▸ WHAT THE EXERCISE ASKS: Look through the listing below and report every line that contains "Sample".

▸ EXERCISE MATERIALS:
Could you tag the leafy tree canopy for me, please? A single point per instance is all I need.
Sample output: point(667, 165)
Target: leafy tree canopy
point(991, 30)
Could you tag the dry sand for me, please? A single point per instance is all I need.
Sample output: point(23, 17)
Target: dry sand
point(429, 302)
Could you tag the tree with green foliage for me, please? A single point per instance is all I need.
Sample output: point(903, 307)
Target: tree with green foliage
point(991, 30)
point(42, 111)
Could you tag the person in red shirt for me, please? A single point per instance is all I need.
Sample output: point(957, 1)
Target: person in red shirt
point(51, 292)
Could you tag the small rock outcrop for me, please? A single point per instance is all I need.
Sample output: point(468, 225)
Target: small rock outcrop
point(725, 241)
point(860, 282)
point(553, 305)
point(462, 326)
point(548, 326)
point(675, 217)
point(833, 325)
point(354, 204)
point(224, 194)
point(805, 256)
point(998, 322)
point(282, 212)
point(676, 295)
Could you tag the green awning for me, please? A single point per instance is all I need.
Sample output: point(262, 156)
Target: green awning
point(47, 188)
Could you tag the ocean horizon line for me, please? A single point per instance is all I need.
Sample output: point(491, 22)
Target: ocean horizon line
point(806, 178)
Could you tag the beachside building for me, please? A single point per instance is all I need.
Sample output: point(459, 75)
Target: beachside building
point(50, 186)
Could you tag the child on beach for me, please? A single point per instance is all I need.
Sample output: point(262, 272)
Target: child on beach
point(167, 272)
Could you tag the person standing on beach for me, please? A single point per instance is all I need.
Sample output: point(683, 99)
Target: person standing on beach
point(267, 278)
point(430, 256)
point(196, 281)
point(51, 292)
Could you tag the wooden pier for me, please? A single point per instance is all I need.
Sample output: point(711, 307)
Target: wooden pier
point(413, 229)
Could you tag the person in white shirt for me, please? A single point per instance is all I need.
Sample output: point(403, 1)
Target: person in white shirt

▸ FINAL ANSWER:
Sample output: point(667, 165)
Sample output: point(23, 17)
Sample output: point(903, 307)
Sample output: point(957, 1)
Sample output: point(468, 225)
Sample output: point(262, 156)
Sample output: point(491, 22)
Sample output: point(459, 75)
Sample output: point(262, 272)
Sample output: point(683, 99)
Sample output: point(711, 307)
Sample output: point(403, 1)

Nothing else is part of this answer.